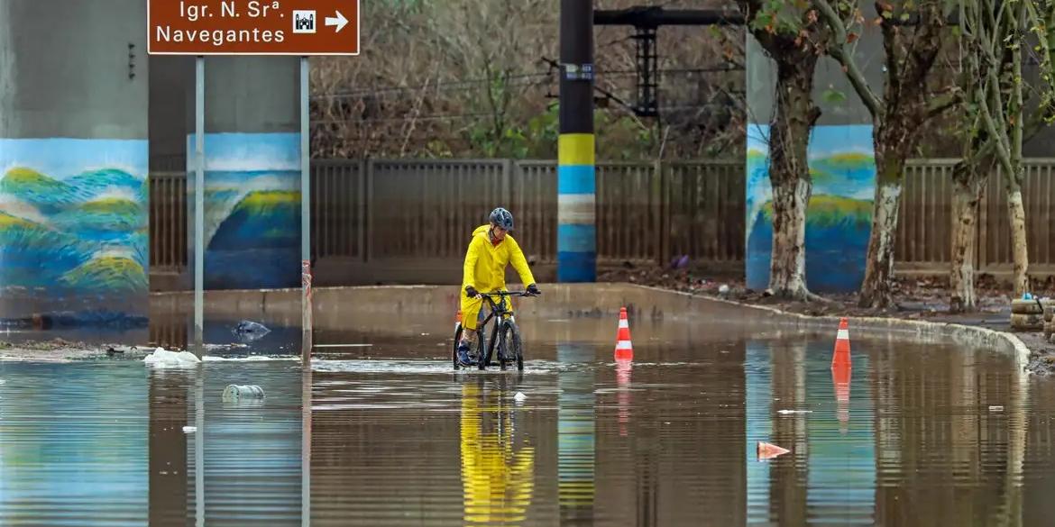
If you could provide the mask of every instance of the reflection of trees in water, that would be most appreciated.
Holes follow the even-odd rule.
[[[1028,401],[1008,357],[967,349],[875,356],[876,522],[1021,525]]]
[[[534,493],[535,447],[517,445],[513,394],[462,385],[461,464],[465,521],[522,522]],[[500,382],[501,383],[501,382]]]

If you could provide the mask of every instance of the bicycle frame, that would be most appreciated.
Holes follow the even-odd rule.
[[[492,328],[491,331],[491,338],[490,341],[486,344],[487,346],[486,354],[478,358],[478,367],[480,369],[483,369],[486,366],[492,366],[491,359],[495,353],[495,346],[498,344],[498,332],[502,329],[501,320],[505,318],[506,315],[509,315],[509,318],[515,321],[513,312],[505,308],[504,297],[535,296],[535,295],[526,291],[498,291],[494,293],[479,293],[479,295],[483,297],[483,299],[491,307],[490,310],[491,312],[487,314],[486,318],[483,319],[483,321],[480,324],[478,328],[481,335],[483,336],[486,335],[487,323],[490,323],[492,318],[495,318],[494,328]],[[499,301],[496,302],[493,297],[498,297]],[[499,366],[502,366],[502,369],[505,369],[504,362],[502,362],[502,358],[503,357],[499,357],[499,363],[500,363]]]

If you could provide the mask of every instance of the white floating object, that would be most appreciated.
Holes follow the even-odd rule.
[[[189,351],[179,353],[168,351],[165,348],[157,348],[153,353],[142,357],[142,362],[154,366],[191,366],[202,362],[197,356]]]

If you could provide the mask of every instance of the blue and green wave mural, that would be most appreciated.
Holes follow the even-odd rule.
[[[772,188],[769,126],[747,136],[747,287],[769,285]],[[876,189],[871,125],[814,126],[808,147],[813,194],[806,209],[806,284],[822,293],[857,291],[864,279]]]
[[[0,139],[5,311],[146,324],[147,167],[146,140]]]
[[[205,155],[205,288],[299,287],[300,134],[206,134]],[[193,175],[193,156],[187,170]]]

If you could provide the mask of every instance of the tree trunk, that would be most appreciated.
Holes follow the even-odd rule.
[[[810,98],[817,57],[779,56],[776,104],[769,129],[769,182],[773,191],[773,242],[769,289],[776,296],[805,300],[806,208],[813,190],[806,149],[820,116]]]
[[[769,289],[783,297],[806,299],[806,207],[812,184],[791,179],[773,183],[773,252]]]
[[[894,304],[894,236],[898,230],[908,130],[902,121],[889,117],[877,129],[876,197],[859,301],[862,308],[887,308]]]
[[[1022,167],[1019,173],[1008,177],[1008,215],[1011,220],[1011,249],[1015,262],[1015,296],[1030,291],[1030,252],[1025,237],[1025,207],[1022,204]]]
[[[978,309],[975,296],[975,254],[978,248],[978,202],[985,178],[970,161],[953,172],[953,267],[950,273],[951,313]]]

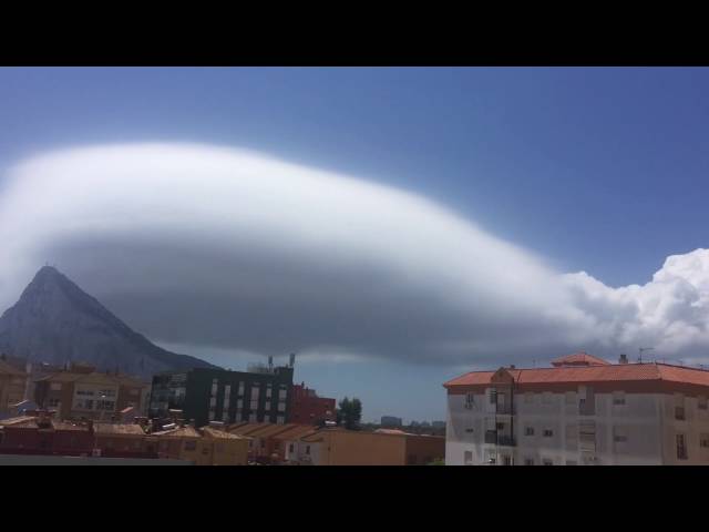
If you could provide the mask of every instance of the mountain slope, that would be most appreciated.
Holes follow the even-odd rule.
[[[56,365],[85,361],[144,377],[214,367],[152,344],[51,266],[41,268],[0,317],[0,351]]]

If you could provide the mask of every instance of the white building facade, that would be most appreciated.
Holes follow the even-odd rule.
[[[585,354],[553,364],[446,382],[445,463],[709,464],[709,371]]]

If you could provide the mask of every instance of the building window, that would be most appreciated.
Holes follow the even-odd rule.
[[[473,408],[473,405],[475,403],[474,402],[474,397],[475,397],[474,393],[471,392],[471,391],[465,393],[465,408],[467,408],[467,409],[472,409]]]
[[[687,460],[687,443],[685,434],[677,434],[677,459]]]

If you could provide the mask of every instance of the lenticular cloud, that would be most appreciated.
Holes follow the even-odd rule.
[[[609,288],[424,197],[253,152],[65,150],[0,194],[3,308],[50,262],[157,341],[434,364],[709,344],[708,250]]]

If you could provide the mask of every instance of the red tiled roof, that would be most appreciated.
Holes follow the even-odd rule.
[[[703,369],[671,366],[667,364],[619,364],[605,366],[577,366],[533,369],[507,369],[515,382],[528,383],[562,383],[562,382],[608,382],[665,380],[677,383],[709,386],[709,371]],[[489,385],[496,371],[471,371],[443,386]]]
[[[552,366],[609,366],[608,360],[594,357],[587,352],[574,352],[552,360]]]

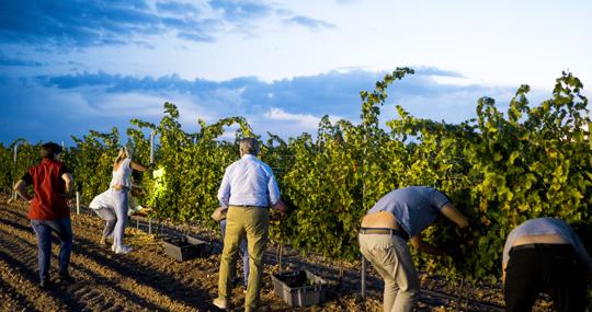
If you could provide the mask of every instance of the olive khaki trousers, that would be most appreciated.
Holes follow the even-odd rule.
[[[361,233],[358,239],[360,251],[385,280],[383,310],[413,311],[420,284],[407,242],[390,234]]]
[[[244,311],[254,311],[259,307],[259,291],[263,273],[261,258],[267,243],[269,227],[270,212],[265,208],[235,206],[228,208],[218,279],[218,297],[230,301],[232,293],[230,276],[237,264],[240,242],[247,235],[250,271],[244,297]]]

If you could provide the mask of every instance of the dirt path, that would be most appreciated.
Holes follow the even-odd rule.
[[[152,235],[128,228],[126,242],[135,246],[127,255],[115,255],[99,244],[103,222],[88,215],[72,215],[75,243],[71,285],[37,286],[36,238],[23,205],[0,205],[0,309],[3,311],[217,311],[210,304],[217,292],[219,254],[178,263],[162,253]],[[53,244],[52,270],[57,274],[58,244]],[[265,271],[273,270],[267,266]],[[234,290],[234,305],[241,311],[242,287]],[[262,303],[270,311],[292,311],[273,294],[269,275],[264,278]],[[346,302],[344,304],[348,304]],[[325,309],[346,311],[338,302]],[[374,307],[373,307],[374,305]],[[378,302],[361,304],[377,311]],[[305,309],[300,309],[305,310]]]
[[[115,255],[109,246],[100,245],[102,220],[91,215],[72,215],[75,243],[70,274],[71,285],[55,285],[49,290],[38,288],[36,238],[26,220],[26,206],[5,205],[0,198],[0,310],[2,311],[218,311],[210,304],[217,293],[219,243],[214,252],[202,258],[183,263],[163,254],[153,235],[138,231],[134,222],[126,230],[126,243],[135,250]],[[57,275],[57,252],[53,244],[52,270]],[[382,311],[382,282],[368,276],[368,297],[361,299],[360,276],[355,266],[345,270],[342,288],[329,293],[320,307],[294,309],[273,293],[270,273],[278,270],[272,252],[265,254],[265,274],[261,292],[267,311]],[[298,255],[284,257],[284,265],[307,268],[319,275],[337,276],[334,266],[321,265]],[[242,269],[239,265],[239,270]],[[240,276],[240,273],[239,273]],[[437,278],[422,278],[422,287],[443,290],[451,286]],[[234,289],[235,311],[242,311],[243,287]],[[483,294],[485,293],[485,294]],[[499,289],[477,289],[469,298],[500,304]],[[485,298],[483,298],[485,296]],[[456,296],[457,297],[457,296]],[[423,293],[421,311],[458,311],[462,305]],[[468,309],[467,309],[468,308]],[[463,311],[494,311],[483,307],[464,305]],[[544,311],[544,310],[538,310]]]

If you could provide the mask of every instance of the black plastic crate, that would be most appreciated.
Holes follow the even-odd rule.
[[[325,302],[327,280],[308,270],[272,275],[273,291],[289,307],[309,307]]]
[[[178,262],[204,255],[207,246],[206,242],[190,235],[164,238],[162,239],[162,245],[164,246],[164,254]]]

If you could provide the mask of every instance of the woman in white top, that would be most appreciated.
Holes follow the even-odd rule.
[[[127,222],[127,190],[132,188],[132,170],[146,171],[147,169],[129,159],[125,148],[119,149],[117,159],[113,164],[113,177],[109,184],[113,199],[117,222],[113,232],[113,245],[111,250],[116,254],[126,254],[132,251],[130,246],[124,245],[123,238]]]
[[[139,186],[132,186],[132,190],[127,194],[127,216],[134,215],[136,211],[147,210],[144,207],[136,204],[134,196],[137,196],[141,192]],[[113,239],[113,230],[115,223],[117,223],[117,215],[115,215],[114,196],[112,196],[111,188],[94,196],[89,208],[91,208],[101,219],[105,220],[105,228],[103,229],[103,235],[101,238],[101,244],[107,244],[106,240]]]

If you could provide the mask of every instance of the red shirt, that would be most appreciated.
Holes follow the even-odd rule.
[[[29,219],[57,220],[70,217],[70,208],[66,204],[66,197],[62,196],[66,182],[61,175],[67,172],[62,162],[44,159],[23,175],[22,180],[33,185],[35,192],[26,215]]]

────────────────────────────────────────

- _JOB_: Which lines in the records above contain the word "white"? Gather every one of them and copy each line in full.

- _EXERCISE RESPONSE_:
If you could provide the mask of every instance of the white floating object, that would be most appreciated.
If you could provide the mask of every instance of the white building facade, that would be most appreciated.
If you could provide the mask of every instance of the woman in white top, that would be most appreciated.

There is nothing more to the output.